● **EXTRACT TO READ**:

--- Start ---

The FRC proposes in the 2018 Corporate Governance Code:
- More demanding criteria for remuneration policies and practices.
- Clearer reporting on remuneration, how it delivers on company strategy, long-term success and its alignment with workforce remuneration.
- Directors exercising independent judgement and discretion on remuneration outcomes, taking account of wider circumstances.
The issues at stake are matching remuneration to performance, and doing it transparently, so that shareholders can perceive the benefit and vote its approval.
ITE Group’s board is seeking to substantially increase performance-based pay for its top executives over the next three years, during which time the board’s Transformation and Growth strategy will be implemented. “The enhanced awards are intended to provide a material incentive to management to focus on driving performance over this period. As the proposed grant levels are significantly higher than the awards made in previous years, shareholders will need to be satisfied with the award size, the rationale provided and with the stretch of the performance targets,” according to a company statement.
What is notable here is the clear explanation of remuneration decisions, along with the appeal to the shareholders – all of this just as the FRC lays out in the new Code.
Corporate Governance Code Says More Women on Boards
The new Corporate Governance Code places great emphasis on boardroom diversity, with particular attention to increasing the number of women on boards.

--- End ---

● **DATASET**:
--- Start ---

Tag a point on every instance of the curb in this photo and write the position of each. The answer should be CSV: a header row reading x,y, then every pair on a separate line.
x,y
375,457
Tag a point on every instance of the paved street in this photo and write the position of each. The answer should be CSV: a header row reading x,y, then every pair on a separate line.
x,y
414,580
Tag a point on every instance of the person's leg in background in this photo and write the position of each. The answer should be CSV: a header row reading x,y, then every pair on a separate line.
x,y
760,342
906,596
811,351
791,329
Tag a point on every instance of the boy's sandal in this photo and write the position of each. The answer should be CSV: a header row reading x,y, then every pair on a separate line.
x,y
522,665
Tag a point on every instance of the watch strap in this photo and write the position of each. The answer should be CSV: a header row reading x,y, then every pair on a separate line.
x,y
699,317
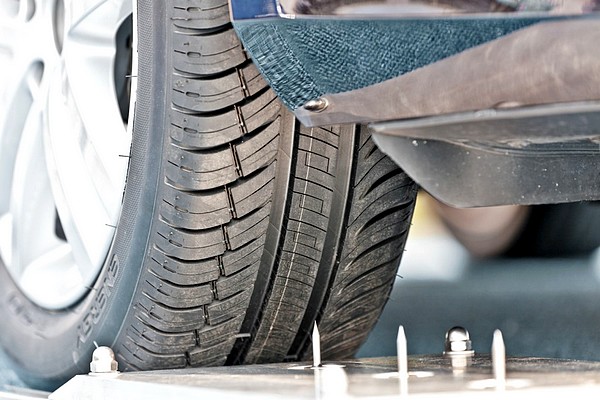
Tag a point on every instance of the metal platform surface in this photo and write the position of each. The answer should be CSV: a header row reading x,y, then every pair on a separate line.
x,y
429,377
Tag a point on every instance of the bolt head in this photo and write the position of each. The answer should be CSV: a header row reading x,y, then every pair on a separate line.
x,y
316,105
457,341
103,360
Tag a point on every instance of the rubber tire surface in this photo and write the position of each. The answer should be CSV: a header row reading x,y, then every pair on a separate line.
x,y
240,228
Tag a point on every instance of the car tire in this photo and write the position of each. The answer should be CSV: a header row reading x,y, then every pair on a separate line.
x,y
239,228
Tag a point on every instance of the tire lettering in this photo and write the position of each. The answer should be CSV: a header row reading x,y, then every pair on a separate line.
x,y
100,302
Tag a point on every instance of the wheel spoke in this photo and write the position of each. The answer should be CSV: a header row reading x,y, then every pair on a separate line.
x,y
89,54
63,142
78,187
31,214
55,273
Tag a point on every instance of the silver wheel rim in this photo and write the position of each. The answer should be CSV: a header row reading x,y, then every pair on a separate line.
x,y
64,144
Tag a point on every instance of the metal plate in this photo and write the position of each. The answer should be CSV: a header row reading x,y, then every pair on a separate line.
x,y
429,377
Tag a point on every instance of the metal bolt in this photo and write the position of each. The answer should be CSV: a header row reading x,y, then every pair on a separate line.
x,y
316,339
103,360
458,342
499,360
316,105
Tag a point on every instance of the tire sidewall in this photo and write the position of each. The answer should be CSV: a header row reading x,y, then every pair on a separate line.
x,y
46,348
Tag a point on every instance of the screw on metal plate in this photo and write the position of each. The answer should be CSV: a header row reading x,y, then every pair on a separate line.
x,y
499,360
458,342
316,105
103,361
316,339
402,351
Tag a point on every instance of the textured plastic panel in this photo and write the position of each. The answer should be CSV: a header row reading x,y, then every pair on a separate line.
x,y
303,59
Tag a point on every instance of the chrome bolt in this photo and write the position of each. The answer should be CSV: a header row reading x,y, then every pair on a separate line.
x,y
458,342
316,105
103,361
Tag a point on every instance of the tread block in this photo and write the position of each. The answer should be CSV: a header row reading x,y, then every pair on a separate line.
x,y
183,273
177,296
230,285
223,310
169,319
207,54
212,335
254,192
240,232
190,245
203,132
214,355
200,14
195,210
200,171
209,95
260,150
235,260
160,342
144,359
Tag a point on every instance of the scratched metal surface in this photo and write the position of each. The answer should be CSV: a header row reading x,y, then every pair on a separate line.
x,y
545,308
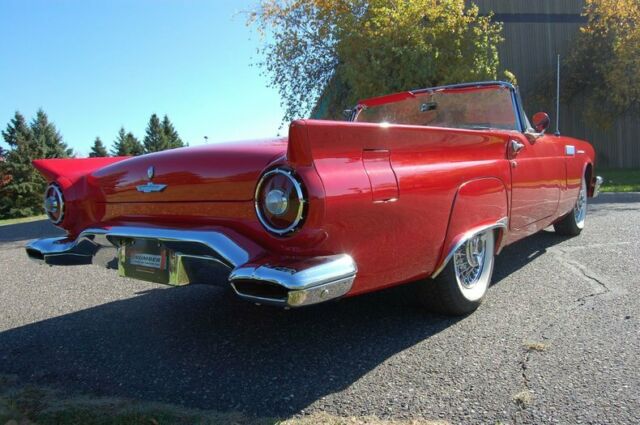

--- End ---

● **STATED TASK 1**:
Please print the governance excerpt between "The FRC proposes" and "vote its approval.", inclusive.
● **STATED TASK 2**:
In the governance excerpt, which board strategy will ITE Group implement during the period of increased performance-based pay?
You won't need the lines.

● **WRITTEN SOLUTION 1**:
The FRC proposes in the 2018 Corporate Governance Code:
- More demanding criteria for remuneration policies and practices.
- Clearer reporting on remuneration, how it delivers on company strategy, long-term success and its alignment with workforce remuneration.
- Directors exercising independent judgement and discretion on remuneration outcomes, taking account of wider circumstances.
The issues at stake are matching remuneration to performance, and doing it transparently, so that shareholders can perceive the benefit and vote its approval.

● **WRITTEN SOLUTION 2**:
The Transformation and Growth strategy.